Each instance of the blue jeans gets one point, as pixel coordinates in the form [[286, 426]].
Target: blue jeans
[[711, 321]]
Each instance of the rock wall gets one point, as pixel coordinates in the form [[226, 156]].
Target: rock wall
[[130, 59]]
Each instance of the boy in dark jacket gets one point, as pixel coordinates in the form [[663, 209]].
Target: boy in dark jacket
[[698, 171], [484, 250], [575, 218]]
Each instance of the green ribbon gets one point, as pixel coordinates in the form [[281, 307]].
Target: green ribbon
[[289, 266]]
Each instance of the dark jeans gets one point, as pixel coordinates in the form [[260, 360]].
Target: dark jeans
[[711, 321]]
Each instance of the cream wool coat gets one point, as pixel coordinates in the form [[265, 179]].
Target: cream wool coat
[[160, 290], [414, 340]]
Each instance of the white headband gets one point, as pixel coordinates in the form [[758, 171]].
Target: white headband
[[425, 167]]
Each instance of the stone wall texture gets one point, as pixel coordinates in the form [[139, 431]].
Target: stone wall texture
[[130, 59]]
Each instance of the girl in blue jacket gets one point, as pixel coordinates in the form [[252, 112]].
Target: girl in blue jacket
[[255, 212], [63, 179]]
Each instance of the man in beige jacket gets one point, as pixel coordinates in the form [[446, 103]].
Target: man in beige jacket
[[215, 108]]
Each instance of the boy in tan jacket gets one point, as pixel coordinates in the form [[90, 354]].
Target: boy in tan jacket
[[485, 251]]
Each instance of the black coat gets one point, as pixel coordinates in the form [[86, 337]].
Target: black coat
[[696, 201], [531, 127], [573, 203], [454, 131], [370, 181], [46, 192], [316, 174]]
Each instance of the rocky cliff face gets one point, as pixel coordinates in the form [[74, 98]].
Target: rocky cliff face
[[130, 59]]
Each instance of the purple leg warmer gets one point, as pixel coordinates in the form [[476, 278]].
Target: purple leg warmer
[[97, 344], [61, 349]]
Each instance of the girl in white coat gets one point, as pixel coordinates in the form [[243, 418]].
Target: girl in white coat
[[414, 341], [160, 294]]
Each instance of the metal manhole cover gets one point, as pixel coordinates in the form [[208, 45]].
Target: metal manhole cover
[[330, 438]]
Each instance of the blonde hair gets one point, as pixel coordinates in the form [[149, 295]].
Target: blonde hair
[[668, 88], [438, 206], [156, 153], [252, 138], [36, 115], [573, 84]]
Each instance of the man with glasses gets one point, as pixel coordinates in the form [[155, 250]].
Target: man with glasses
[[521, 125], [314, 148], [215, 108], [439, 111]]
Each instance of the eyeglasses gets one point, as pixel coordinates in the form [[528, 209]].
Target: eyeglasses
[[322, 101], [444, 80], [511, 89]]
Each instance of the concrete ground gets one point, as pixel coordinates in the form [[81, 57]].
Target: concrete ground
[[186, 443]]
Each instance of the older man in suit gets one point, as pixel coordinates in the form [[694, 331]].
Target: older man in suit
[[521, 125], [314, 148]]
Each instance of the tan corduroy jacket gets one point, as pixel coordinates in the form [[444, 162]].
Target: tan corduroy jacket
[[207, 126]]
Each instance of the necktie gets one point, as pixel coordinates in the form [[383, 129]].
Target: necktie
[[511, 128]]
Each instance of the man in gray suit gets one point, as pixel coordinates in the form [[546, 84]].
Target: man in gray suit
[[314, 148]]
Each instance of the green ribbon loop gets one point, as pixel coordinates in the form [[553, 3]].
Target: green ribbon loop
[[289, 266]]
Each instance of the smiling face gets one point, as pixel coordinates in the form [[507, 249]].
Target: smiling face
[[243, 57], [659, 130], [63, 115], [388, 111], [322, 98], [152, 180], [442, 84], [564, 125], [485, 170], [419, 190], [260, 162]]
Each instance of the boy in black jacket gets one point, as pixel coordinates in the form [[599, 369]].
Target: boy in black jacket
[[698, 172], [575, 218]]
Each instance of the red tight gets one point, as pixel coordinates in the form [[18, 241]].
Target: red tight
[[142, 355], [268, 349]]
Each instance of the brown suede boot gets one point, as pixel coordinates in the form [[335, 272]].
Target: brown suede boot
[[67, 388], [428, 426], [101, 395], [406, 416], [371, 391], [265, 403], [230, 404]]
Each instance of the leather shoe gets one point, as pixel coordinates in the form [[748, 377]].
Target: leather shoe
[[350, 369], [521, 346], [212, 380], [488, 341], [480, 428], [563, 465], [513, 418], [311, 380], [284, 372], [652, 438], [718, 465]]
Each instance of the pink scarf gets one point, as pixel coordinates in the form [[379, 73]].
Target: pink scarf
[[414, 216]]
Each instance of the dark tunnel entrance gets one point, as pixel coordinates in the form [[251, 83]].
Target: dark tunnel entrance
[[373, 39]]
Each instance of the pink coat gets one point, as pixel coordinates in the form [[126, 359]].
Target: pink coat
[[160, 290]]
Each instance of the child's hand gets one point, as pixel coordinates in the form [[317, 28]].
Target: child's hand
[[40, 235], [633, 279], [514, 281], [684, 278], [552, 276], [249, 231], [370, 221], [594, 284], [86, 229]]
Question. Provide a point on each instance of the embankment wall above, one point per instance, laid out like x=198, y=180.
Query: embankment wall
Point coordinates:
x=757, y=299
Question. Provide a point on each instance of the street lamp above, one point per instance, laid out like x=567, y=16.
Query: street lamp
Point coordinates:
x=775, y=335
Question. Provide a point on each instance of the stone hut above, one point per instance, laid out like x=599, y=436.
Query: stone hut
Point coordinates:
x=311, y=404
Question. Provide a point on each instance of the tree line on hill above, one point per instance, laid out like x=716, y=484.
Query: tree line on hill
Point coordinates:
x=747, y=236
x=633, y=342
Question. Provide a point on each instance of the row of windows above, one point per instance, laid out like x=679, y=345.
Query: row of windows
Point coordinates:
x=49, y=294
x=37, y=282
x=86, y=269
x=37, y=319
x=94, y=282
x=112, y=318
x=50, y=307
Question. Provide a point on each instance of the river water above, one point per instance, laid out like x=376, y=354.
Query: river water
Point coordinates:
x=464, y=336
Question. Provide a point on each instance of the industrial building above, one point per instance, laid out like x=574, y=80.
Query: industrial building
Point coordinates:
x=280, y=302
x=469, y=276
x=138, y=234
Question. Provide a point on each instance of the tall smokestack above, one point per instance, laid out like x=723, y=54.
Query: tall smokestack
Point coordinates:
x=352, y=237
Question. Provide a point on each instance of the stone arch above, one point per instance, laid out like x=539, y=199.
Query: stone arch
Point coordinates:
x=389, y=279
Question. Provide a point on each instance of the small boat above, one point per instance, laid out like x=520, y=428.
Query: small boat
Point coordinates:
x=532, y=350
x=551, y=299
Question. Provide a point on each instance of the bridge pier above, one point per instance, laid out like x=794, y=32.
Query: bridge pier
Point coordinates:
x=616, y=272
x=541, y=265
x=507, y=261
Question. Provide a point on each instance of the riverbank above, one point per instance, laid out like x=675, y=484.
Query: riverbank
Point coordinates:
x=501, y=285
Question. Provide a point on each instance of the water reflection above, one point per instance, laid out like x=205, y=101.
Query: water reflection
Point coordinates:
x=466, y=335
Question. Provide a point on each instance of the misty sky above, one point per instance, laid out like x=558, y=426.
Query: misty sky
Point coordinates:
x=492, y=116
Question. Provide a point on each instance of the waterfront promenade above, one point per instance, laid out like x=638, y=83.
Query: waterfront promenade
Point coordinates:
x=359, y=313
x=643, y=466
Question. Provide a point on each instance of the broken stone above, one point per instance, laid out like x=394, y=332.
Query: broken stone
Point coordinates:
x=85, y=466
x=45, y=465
::::::::
* **WHAT THE EXERCISE ASKS**: Repeat exactly the lines of the listing above, from the one with "Each instance of the man with" down to the one with "Each instance of the eyeglasses"; both of those lines belong in the range.

* **OUTPUT OF THE TASK**:
Each instance of the man with glasses gets one point, as pixel coordinates in the form [[155, 250]].
Target: man with glasses
[[521, 125], [314, 148], [215, 108], [439, 111]]
Each instance of the eyeglasses gets one point, as pixel coordinates in the form [[528, 209]].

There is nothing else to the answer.